- To do -
Only one stretch of the records below should be repeated. It starts with the line containing "Find white sky." and goes on through the line containing "Find soil ground.", exactly as written.

- Supplied material -

= = =

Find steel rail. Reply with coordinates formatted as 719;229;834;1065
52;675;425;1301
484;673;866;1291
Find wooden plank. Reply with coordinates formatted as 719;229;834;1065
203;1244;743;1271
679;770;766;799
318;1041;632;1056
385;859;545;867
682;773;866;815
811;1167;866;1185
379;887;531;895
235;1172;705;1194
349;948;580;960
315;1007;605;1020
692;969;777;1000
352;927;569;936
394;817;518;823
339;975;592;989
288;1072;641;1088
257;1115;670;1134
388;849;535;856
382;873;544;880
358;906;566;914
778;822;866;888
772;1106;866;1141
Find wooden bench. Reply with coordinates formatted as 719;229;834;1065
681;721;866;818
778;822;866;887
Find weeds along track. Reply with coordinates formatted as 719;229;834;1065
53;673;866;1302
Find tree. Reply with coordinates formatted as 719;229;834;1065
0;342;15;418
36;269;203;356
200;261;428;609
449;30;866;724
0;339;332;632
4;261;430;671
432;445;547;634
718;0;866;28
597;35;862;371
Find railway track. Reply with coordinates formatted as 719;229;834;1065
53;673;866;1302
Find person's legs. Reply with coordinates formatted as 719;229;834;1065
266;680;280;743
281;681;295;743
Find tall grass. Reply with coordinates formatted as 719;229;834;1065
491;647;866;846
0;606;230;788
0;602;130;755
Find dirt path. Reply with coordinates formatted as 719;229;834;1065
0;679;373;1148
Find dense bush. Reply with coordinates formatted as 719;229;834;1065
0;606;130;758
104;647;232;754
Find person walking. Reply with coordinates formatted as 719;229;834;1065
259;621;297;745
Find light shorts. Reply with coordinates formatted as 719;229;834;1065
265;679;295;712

= = =

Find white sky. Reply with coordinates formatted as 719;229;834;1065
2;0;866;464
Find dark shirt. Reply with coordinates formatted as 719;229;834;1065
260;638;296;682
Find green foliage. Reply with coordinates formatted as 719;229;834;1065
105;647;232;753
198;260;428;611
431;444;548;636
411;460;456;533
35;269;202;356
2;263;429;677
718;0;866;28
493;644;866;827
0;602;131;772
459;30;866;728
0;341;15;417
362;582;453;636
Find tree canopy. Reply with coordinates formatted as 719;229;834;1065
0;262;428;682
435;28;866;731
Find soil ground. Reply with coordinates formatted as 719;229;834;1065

= = =

- Answer -
Find white sky. Reply with coordinates formatted as 719;229;834;1065
2;0;866;464
Find dark shirt. Reply with coordinates formatted as 719;229;834;1065
260;638;296;682
Find green foliage. Reply with coordinates formatted as 719;229;834;1065
105;647;232;753
198;260;428;611
431;444;548;636
411;460;456;533
35;269;202;356
2;263;429;677
718;0;866;28
493;644;866;827
0;602;131;772
459;30;866;728
0;341;15;417
362;582;453;636
Find tree canopy. Reply with coordinates formatted as 719;229;834;1065
0;262;428;682
435;28;866;731
Find soil ground. Reply with coordinates formatted as 719;229;834;1065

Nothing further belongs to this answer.